--- Begin Information provided ---

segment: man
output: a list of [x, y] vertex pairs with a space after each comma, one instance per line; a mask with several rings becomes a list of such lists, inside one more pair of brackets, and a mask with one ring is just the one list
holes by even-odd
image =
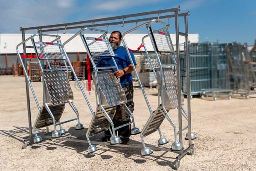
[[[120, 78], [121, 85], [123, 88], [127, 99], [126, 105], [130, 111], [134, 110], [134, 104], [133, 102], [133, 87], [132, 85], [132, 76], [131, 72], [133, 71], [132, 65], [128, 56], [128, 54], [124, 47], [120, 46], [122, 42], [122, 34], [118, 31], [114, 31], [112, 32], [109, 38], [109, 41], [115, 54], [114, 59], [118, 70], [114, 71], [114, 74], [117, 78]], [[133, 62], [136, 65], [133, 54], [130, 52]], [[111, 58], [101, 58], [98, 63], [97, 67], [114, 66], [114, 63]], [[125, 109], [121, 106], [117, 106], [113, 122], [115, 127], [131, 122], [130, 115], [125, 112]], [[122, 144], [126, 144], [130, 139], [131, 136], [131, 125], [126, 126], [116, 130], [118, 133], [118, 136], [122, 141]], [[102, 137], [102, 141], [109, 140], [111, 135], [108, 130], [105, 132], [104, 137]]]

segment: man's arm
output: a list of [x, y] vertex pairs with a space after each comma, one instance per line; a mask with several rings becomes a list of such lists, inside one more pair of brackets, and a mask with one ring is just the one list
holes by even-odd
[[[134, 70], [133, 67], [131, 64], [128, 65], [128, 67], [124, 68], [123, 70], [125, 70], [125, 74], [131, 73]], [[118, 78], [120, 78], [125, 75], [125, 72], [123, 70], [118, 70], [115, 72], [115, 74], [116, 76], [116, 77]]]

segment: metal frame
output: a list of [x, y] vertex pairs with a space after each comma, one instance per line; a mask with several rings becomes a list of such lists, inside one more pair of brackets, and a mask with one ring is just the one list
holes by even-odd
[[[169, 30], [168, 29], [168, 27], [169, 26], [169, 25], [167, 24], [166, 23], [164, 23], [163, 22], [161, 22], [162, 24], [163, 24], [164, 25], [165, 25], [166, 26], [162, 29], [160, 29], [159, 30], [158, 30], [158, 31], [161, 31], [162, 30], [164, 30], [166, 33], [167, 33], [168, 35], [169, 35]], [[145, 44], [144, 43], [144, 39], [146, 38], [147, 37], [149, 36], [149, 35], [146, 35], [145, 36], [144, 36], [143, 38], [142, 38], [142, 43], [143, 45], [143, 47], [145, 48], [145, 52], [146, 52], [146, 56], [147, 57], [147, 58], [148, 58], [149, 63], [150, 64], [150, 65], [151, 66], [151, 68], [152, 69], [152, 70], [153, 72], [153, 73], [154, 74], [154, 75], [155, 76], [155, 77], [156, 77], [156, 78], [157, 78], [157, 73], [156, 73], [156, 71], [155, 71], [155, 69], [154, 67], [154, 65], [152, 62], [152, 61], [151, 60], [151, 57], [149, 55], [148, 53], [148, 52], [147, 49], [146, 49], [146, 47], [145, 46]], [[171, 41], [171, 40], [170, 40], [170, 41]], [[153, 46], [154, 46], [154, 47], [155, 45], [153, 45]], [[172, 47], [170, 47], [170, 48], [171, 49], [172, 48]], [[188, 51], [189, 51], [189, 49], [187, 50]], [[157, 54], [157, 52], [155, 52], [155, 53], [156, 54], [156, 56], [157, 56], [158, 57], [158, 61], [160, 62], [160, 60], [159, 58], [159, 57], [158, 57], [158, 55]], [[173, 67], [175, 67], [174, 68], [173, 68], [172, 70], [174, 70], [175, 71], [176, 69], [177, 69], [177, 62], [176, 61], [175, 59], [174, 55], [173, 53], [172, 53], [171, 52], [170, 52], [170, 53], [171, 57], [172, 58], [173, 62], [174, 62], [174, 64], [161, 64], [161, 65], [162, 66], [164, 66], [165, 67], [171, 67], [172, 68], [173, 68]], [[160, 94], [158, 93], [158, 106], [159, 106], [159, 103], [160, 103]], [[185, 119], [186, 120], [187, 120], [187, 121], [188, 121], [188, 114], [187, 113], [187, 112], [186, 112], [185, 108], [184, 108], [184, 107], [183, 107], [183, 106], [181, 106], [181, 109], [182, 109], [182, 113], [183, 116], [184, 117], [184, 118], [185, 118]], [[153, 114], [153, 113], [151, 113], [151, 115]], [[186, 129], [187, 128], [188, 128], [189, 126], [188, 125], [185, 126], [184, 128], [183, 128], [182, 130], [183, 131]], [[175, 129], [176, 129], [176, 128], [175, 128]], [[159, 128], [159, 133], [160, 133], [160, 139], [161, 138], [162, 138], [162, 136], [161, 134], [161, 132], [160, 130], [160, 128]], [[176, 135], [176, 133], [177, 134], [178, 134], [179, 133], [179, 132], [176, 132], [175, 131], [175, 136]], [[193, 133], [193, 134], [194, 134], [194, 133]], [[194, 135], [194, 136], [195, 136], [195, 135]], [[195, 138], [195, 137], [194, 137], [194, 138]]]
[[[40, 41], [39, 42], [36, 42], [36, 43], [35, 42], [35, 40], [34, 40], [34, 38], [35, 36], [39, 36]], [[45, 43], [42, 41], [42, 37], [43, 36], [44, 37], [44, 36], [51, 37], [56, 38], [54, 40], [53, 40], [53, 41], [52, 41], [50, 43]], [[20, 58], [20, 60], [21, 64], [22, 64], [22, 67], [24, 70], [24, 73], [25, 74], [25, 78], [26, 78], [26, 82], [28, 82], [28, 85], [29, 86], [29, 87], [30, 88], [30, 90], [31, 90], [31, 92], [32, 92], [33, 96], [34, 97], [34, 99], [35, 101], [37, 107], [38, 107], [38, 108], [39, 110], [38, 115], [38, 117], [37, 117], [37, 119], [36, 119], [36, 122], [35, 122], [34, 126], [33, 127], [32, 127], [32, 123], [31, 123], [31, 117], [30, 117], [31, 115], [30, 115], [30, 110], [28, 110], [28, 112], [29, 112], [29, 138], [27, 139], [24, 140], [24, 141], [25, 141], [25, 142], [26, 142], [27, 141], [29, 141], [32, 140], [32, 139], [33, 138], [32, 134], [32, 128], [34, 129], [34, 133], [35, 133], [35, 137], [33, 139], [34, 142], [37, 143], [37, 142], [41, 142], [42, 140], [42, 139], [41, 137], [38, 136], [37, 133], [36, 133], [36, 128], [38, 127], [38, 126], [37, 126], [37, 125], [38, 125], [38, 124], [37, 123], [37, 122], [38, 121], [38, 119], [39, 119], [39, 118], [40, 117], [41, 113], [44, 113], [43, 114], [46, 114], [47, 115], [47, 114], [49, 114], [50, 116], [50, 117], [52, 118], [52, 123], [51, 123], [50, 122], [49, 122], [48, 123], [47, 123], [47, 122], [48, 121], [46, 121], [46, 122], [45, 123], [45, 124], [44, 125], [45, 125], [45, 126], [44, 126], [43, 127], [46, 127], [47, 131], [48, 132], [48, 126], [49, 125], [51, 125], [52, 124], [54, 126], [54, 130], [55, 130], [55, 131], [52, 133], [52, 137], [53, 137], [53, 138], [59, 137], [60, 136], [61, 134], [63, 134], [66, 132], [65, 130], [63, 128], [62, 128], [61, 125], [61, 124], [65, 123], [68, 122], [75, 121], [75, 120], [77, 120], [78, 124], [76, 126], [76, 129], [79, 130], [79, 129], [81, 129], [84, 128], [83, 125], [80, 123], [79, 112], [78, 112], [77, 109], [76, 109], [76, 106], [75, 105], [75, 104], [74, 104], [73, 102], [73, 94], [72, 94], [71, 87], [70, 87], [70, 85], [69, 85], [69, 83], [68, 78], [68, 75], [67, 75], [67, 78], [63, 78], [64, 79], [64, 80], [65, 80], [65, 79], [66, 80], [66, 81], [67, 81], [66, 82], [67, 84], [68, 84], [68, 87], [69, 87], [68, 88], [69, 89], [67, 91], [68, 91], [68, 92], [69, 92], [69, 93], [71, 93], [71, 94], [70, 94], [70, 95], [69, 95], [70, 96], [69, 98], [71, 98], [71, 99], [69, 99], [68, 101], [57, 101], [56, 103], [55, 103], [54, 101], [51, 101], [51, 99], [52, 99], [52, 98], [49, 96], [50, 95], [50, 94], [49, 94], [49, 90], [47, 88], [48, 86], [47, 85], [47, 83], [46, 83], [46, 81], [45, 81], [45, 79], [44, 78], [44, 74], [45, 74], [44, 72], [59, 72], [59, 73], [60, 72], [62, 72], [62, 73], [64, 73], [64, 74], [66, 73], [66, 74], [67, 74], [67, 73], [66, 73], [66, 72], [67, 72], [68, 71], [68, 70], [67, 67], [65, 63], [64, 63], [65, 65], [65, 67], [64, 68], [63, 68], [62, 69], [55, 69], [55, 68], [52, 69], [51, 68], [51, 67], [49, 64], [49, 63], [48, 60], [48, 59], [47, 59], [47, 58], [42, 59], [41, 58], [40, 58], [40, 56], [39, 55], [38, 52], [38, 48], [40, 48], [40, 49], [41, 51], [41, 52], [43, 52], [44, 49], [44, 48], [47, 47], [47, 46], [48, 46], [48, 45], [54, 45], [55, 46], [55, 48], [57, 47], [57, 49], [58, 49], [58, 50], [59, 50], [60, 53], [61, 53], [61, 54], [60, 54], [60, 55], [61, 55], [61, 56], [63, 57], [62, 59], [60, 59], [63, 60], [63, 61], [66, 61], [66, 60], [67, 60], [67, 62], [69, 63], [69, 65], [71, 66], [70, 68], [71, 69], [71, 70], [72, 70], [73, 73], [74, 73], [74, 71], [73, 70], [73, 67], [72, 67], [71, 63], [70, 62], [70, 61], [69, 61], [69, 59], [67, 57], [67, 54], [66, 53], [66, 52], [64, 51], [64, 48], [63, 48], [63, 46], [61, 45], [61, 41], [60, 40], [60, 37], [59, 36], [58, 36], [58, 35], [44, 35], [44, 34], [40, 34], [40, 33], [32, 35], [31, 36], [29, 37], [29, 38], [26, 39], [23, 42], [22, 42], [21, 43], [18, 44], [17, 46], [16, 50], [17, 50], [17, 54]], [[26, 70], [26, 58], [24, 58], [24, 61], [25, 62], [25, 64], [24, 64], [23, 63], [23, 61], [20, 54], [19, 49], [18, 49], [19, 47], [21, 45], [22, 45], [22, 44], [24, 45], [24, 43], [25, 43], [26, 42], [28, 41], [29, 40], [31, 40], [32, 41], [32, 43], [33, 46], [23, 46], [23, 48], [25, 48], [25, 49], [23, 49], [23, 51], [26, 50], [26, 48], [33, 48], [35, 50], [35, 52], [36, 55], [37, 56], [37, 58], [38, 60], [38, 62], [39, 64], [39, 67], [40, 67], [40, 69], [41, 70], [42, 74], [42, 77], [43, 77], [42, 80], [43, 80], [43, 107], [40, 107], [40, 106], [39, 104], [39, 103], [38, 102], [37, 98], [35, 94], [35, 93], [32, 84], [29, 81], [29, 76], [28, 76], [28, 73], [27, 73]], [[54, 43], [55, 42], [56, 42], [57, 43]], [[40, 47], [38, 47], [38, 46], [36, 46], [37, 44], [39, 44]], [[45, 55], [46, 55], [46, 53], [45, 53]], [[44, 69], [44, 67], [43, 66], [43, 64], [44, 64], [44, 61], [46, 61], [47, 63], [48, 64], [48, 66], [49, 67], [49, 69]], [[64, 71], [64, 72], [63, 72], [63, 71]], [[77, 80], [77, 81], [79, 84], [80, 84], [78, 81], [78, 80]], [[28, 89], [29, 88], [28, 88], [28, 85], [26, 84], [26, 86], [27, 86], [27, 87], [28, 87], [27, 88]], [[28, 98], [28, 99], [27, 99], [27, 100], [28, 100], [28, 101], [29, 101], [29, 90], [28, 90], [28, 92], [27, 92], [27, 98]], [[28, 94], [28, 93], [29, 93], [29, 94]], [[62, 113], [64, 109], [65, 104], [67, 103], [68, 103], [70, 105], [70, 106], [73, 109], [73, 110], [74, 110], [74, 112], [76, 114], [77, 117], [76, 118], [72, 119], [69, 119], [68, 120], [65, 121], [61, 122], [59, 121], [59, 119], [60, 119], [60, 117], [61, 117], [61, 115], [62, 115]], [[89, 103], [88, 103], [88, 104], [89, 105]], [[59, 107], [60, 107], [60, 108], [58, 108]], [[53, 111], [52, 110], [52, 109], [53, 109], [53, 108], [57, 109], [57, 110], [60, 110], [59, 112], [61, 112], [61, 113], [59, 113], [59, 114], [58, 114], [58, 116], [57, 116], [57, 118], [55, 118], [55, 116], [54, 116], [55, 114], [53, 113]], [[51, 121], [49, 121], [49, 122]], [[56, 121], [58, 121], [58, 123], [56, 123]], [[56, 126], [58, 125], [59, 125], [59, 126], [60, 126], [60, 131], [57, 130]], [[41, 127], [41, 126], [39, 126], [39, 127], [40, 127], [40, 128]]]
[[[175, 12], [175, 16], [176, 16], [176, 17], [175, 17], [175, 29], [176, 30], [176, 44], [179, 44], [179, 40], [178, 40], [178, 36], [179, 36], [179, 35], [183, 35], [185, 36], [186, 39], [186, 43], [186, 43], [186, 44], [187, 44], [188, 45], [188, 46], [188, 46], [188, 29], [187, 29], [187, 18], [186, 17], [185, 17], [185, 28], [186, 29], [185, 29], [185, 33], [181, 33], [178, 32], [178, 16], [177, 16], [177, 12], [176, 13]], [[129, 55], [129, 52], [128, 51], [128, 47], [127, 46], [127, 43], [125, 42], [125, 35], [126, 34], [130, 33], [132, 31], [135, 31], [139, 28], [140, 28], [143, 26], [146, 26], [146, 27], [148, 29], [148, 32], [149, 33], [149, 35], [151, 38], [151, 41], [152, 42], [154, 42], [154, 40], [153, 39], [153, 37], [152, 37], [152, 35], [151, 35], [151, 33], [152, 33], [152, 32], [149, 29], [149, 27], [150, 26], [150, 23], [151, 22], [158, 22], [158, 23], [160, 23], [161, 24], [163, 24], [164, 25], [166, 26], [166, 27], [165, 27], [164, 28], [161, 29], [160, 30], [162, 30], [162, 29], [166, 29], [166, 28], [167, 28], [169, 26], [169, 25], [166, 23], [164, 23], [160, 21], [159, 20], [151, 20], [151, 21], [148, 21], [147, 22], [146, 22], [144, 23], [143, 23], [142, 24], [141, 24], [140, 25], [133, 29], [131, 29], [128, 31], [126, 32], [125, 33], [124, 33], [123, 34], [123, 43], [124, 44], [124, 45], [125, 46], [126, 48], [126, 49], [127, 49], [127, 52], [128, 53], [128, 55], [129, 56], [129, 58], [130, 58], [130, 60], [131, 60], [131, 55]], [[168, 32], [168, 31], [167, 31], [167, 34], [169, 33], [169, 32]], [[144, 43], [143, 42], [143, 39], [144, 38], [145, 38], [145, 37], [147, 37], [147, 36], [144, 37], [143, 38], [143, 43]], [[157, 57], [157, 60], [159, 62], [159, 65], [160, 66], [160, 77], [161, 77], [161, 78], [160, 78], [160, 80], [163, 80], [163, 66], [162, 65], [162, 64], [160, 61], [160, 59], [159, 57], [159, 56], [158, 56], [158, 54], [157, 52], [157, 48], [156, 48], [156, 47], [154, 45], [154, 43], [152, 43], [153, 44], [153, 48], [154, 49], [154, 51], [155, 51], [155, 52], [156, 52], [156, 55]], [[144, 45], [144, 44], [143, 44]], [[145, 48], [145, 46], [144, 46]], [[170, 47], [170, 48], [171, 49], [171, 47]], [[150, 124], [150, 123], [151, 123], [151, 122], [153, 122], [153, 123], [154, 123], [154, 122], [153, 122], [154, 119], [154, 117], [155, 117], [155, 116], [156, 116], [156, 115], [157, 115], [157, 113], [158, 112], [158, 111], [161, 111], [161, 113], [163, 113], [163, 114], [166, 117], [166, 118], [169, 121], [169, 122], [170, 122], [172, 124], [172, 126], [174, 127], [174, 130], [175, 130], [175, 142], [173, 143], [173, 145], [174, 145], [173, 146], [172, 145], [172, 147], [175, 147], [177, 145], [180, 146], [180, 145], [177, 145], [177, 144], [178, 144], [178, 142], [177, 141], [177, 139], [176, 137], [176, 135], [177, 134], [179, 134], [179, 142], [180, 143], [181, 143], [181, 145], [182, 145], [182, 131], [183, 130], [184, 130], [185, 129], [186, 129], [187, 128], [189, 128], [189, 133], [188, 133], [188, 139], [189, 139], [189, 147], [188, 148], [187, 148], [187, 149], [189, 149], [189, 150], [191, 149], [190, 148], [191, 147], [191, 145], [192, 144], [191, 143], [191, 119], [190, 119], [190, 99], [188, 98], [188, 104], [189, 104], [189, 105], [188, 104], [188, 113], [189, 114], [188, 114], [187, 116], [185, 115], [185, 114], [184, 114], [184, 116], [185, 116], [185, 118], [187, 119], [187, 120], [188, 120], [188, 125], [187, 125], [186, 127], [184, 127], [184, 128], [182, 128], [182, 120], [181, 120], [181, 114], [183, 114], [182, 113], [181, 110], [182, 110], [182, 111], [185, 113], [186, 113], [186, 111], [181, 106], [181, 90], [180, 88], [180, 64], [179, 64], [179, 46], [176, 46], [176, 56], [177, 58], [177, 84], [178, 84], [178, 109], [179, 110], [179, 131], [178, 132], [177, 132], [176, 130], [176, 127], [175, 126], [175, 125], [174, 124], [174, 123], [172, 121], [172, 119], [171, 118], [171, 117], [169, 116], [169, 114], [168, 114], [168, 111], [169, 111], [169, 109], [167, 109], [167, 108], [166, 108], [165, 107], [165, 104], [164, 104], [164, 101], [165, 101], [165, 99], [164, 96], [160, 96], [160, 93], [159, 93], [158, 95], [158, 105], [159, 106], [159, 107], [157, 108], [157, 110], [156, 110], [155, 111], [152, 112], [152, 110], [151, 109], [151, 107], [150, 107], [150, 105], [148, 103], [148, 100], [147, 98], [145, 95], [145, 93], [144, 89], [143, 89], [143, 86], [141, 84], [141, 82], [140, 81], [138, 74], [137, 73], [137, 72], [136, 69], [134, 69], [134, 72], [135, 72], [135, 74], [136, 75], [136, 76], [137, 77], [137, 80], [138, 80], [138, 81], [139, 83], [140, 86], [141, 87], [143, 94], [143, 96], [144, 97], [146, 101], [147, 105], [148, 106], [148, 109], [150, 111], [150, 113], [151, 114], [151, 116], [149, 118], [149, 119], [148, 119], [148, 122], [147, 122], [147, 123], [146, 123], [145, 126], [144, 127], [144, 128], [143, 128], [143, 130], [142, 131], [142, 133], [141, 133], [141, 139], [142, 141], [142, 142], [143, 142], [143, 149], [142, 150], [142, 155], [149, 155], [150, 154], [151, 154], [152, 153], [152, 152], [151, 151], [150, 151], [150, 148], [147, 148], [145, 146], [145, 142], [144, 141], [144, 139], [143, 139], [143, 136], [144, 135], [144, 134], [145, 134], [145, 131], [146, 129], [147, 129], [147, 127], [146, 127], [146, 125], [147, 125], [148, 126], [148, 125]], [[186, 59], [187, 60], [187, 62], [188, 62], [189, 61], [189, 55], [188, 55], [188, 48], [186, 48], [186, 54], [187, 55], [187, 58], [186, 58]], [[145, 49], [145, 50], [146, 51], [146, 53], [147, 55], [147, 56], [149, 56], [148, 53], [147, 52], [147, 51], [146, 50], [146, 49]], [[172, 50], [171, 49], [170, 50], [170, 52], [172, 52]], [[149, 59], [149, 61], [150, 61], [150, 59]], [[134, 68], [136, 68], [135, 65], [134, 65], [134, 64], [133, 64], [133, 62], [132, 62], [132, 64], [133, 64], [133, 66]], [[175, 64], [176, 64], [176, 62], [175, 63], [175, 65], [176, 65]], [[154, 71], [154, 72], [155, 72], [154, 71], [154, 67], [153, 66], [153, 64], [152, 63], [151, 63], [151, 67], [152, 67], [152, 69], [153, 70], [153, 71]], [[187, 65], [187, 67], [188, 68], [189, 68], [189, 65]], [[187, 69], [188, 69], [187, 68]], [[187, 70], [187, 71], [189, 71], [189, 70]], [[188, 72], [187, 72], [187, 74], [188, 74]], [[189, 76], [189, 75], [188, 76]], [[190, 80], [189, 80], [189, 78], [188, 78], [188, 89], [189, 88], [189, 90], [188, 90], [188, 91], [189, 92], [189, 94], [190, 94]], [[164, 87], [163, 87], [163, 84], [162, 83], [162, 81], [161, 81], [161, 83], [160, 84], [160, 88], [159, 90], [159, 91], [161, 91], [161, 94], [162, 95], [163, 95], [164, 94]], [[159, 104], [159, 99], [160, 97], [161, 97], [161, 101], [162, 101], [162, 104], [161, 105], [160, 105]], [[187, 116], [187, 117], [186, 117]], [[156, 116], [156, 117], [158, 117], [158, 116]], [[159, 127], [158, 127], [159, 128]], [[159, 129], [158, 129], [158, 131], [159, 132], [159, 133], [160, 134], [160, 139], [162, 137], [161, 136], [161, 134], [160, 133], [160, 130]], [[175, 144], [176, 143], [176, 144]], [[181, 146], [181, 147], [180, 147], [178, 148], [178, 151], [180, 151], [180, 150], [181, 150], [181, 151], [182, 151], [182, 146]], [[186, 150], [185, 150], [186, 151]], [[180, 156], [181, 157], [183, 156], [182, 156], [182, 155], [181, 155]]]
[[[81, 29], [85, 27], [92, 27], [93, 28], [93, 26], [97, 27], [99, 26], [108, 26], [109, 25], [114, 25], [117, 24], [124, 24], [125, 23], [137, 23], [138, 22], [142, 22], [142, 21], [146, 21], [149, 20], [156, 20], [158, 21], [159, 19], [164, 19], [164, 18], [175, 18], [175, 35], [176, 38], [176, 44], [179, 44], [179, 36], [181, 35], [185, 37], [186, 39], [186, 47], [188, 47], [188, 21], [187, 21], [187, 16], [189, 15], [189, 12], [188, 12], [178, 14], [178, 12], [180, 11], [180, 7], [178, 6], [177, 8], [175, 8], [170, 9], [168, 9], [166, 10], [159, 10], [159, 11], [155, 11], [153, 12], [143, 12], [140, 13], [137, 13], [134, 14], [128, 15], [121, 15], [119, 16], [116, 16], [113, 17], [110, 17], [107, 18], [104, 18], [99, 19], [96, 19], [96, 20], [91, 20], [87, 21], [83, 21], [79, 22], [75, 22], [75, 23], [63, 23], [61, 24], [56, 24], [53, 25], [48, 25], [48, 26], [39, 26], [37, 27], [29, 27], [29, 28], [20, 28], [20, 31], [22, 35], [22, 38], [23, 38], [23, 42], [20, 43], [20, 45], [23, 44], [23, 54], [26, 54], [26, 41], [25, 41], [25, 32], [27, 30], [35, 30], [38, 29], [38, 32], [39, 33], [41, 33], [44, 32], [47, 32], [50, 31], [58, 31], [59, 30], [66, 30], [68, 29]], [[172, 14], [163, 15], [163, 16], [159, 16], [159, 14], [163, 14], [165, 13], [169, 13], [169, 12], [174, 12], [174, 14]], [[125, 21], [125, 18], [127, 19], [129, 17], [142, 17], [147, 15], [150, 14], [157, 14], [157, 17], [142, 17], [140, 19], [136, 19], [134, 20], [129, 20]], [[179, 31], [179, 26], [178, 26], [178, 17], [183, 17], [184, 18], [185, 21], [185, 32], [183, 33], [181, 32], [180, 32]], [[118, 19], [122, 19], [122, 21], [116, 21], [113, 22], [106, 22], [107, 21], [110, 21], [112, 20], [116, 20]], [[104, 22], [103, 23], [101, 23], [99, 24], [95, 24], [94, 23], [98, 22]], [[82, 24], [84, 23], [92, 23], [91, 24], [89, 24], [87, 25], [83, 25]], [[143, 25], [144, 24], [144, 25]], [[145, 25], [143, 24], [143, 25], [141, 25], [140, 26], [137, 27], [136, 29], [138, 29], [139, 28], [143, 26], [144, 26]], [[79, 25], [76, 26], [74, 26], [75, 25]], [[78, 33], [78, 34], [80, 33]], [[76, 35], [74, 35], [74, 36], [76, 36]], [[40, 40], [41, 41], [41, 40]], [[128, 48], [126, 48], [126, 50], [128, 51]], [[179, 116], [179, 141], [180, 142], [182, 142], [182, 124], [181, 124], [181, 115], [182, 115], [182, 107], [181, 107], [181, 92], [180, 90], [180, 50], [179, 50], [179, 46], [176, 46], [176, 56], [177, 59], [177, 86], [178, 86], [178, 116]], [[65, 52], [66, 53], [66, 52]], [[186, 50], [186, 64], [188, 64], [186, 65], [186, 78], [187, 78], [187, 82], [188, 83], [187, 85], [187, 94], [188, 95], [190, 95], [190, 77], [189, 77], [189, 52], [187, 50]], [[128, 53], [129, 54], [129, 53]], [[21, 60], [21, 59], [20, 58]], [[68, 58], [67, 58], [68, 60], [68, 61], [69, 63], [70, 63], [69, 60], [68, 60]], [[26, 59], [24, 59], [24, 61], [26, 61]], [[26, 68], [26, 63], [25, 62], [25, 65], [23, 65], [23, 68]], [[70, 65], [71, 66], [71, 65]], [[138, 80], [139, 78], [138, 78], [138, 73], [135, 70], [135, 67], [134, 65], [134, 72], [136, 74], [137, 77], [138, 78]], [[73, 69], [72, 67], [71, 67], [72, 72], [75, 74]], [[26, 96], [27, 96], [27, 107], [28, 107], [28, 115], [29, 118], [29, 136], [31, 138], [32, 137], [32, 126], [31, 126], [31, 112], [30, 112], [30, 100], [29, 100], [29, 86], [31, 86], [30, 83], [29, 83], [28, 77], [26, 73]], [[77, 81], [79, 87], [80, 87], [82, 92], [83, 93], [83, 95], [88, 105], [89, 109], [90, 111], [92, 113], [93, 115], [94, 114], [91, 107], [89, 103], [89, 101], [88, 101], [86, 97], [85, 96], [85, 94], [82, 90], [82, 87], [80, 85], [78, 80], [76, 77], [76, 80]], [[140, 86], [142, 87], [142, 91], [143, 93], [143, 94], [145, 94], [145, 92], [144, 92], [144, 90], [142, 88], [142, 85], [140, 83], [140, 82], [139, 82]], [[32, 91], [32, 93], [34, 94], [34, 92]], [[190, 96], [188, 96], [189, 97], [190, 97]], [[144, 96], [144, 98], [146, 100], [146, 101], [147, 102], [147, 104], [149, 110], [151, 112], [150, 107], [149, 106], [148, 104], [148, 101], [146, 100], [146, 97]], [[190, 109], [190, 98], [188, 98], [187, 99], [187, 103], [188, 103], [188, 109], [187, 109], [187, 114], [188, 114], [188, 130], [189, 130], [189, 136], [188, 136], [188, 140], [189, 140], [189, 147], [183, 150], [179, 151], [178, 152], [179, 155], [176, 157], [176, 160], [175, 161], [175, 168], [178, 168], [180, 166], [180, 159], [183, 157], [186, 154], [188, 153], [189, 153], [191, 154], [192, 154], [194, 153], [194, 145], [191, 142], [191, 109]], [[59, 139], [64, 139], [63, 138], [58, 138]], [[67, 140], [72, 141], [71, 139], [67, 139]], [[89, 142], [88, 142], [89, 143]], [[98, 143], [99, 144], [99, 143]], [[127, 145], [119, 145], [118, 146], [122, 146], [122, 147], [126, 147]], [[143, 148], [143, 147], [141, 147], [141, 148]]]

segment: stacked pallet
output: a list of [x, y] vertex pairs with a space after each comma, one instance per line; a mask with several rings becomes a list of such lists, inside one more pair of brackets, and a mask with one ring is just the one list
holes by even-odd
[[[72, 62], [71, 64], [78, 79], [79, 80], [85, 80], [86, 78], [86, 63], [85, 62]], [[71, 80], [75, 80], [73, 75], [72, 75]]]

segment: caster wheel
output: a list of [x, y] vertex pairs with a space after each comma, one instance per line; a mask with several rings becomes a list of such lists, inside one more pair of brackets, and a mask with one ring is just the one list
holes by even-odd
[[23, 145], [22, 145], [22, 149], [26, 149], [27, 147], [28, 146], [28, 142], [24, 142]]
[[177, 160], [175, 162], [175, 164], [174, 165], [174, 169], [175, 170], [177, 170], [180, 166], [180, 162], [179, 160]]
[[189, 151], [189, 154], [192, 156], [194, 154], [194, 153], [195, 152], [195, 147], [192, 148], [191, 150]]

--- End Information provided ---

**Exercise prompt:**
Can you lay out the part of the material that opens with the line containing "segment: man's arm" and closes with the line containing "76], [116, 77]]]" as a Markdown table? Use the columns Row and Material line, include both end lines, and leave out any blank lines.

**Full solution:**
| Row | Material line |
|---|---|
| 1 | segment: man's arm |
| 2 | output: a list of [x, y] vertex pairs with a space after each comma, one instance per line; a mask with several rings becomes a list of such lists, inside one more pair of brackets, and a mask with one ring is just the one list |
| 3 | holes by even-odd |
| 4 | [[[134, 70], [133, 67], [131, 64], [128, 65], [128, 67], [124, 68], [123, 70], [125, 70], [125, 74], [131, 73]], [[118, 78], [120, 78], [125, 75], [125, 72], [123, 70], [118, 70], [115, 72], [115, 74], [116, 76], [116, 77]]] |